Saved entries
+===+
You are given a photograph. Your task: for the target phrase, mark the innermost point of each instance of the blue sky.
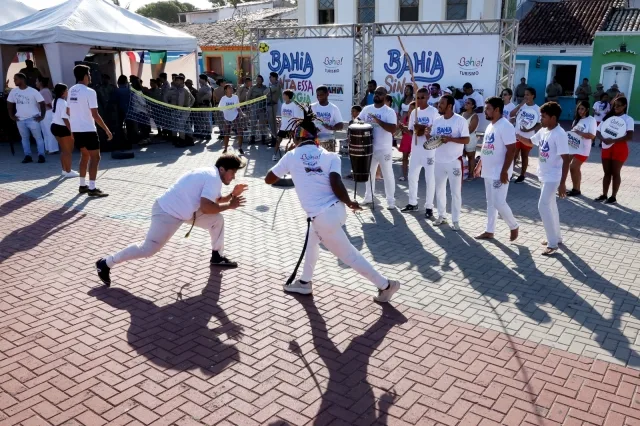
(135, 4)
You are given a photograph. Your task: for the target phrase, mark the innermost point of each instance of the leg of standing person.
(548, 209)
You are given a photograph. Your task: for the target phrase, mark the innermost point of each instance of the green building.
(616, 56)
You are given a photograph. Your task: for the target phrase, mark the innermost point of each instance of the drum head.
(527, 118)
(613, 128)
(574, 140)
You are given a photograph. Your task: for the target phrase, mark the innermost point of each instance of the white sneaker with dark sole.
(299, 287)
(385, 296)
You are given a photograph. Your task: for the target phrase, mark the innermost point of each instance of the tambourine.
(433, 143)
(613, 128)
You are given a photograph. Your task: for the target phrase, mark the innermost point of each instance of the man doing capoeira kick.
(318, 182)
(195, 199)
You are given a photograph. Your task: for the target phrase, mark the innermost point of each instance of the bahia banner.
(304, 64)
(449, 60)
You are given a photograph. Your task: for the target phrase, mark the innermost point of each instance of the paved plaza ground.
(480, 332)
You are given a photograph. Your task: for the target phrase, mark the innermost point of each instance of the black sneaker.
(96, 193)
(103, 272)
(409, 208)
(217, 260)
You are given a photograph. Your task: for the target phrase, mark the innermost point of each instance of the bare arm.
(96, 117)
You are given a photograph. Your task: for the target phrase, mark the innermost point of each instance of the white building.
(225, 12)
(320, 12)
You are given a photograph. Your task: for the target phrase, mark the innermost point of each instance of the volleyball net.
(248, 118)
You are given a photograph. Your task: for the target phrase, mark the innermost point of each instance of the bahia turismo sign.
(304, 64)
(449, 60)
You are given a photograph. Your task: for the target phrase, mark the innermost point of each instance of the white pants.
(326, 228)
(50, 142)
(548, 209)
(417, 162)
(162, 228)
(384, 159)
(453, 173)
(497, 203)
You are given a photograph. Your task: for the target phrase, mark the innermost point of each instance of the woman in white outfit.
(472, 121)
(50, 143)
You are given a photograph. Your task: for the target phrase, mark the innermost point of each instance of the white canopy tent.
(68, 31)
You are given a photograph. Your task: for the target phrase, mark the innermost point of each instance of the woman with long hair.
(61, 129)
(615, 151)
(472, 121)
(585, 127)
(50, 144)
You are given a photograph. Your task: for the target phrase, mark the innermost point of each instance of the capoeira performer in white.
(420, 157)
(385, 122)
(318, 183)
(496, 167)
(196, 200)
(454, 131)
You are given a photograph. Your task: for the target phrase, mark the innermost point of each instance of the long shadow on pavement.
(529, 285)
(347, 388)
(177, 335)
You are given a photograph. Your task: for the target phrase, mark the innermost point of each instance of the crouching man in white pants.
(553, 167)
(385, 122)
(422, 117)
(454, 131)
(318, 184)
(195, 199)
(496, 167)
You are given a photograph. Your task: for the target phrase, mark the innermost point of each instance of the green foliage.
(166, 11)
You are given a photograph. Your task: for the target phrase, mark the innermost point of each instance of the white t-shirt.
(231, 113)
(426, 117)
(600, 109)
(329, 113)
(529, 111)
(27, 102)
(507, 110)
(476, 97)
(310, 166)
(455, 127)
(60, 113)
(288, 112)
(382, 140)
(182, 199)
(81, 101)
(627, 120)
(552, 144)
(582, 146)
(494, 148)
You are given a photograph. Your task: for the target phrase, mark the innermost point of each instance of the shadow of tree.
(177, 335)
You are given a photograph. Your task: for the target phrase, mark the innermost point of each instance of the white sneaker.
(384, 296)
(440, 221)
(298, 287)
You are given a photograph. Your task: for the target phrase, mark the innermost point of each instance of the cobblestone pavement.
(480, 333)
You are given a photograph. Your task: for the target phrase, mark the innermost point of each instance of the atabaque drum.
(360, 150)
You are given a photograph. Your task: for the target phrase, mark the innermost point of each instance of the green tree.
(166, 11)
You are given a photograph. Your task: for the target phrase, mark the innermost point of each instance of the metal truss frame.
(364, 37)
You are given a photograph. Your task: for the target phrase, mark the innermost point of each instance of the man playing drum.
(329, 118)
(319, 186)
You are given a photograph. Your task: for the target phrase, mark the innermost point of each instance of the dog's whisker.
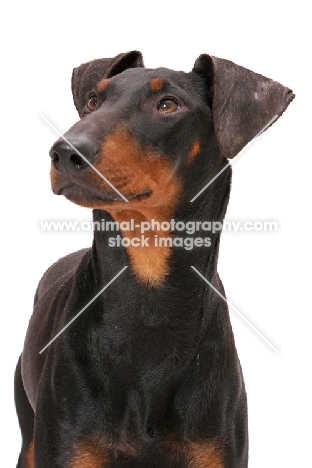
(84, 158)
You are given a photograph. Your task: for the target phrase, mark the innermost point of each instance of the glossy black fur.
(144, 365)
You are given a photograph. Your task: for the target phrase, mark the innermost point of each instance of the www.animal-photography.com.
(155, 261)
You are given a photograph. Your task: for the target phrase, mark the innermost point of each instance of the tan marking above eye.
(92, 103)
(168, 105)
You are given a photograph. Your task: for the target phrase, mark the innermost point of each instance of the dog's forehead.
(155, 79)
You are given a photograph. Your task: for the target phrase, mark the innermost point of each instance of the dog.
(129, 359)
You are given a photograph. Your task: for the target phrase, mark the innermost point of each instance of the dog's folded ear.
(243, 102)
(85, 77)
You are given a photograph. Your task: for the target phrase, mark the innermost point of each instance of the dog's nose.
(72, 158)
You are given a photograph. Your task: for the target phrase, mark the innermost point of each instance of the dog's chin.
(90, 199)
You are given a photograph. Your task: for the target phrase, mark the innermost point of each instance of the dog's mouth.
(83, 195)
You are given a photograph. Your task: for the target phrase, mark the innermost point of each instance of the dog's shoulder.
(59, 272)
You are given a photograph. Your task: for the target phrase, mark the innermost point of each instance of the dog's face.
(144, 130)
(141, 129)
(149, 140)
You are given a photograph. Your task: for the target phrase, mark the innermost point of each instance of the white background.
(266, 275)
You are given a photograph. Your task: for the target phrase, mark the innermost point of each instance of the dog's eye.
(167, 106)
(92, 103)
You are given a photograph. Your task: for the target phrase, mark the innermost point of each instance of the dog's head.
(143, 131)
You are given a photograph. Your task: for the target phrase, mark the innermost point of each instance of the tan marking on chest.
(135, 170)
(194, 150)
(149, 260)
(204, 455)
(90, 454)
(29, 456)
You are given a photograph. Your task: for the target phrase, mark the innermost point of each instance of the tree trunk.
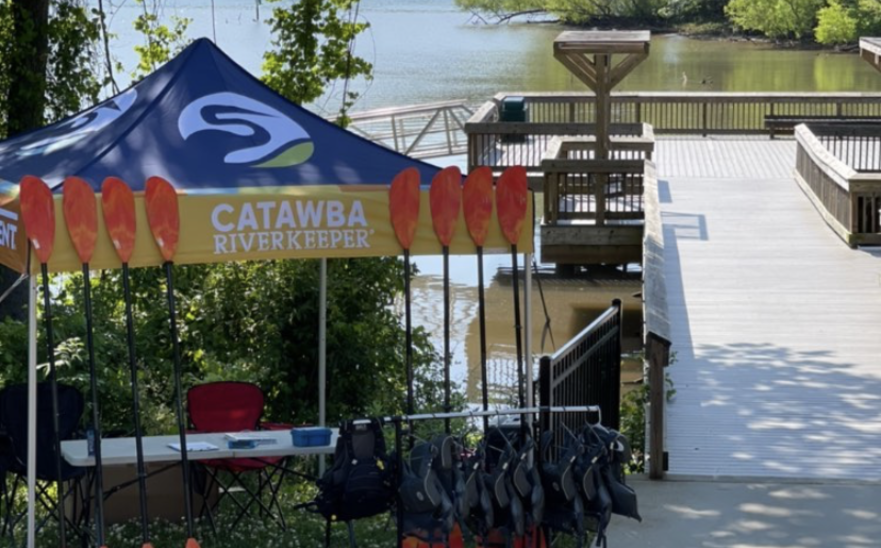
+===+
- _OBJECTIVE_
Exactly as they appear, repeat the lines from the one containing "the dog's chin." through the last line of the entries, counting both ends. Pictures stay out.

- _COMPLETE OUTPUT_
You are given a photograph. Your task: for the target phrase, mark the innermost point of each instance of the dog's chin.
(90, 199)
You are given a photograph. Your task: for the target phrase, mark the innermost point of each instance of the dog's mouth.
(83, 195)
You are given a photograph. Your task: for the target phrase, mark the innermost point of each instance of the dog's shoulder.
(59, 272)
You are given a photograph. Your task: for the target phrase, mark the innermost point of each instance of the dog's face.
(144, 130)
(141, 129)
(149, 140)
You are given a photograph. Your task: for the target phrase, mark the innermost point of each instance of the white background.
(266, 275)
You are given a photograph. Your task: for the target phrase, mark the innermost point of each instance of the dog's eye.
(167, 106)
(92, 103)
You are given a photograph. Your task: for the target phrase, mark the innermost point of each instance of the dog's head.
(143, 131)
You are given a photograph. Your task: for the target phrase, mark the innermost point of each instance of the tan marking on chest.
(135, 170)
(194, 150)
(149, 260)
(204, 455)
(90, 454)
(29, 456)
You are given a photograph. Your task: for the target phrase, mark the innermost point of each instance of the tree trunk.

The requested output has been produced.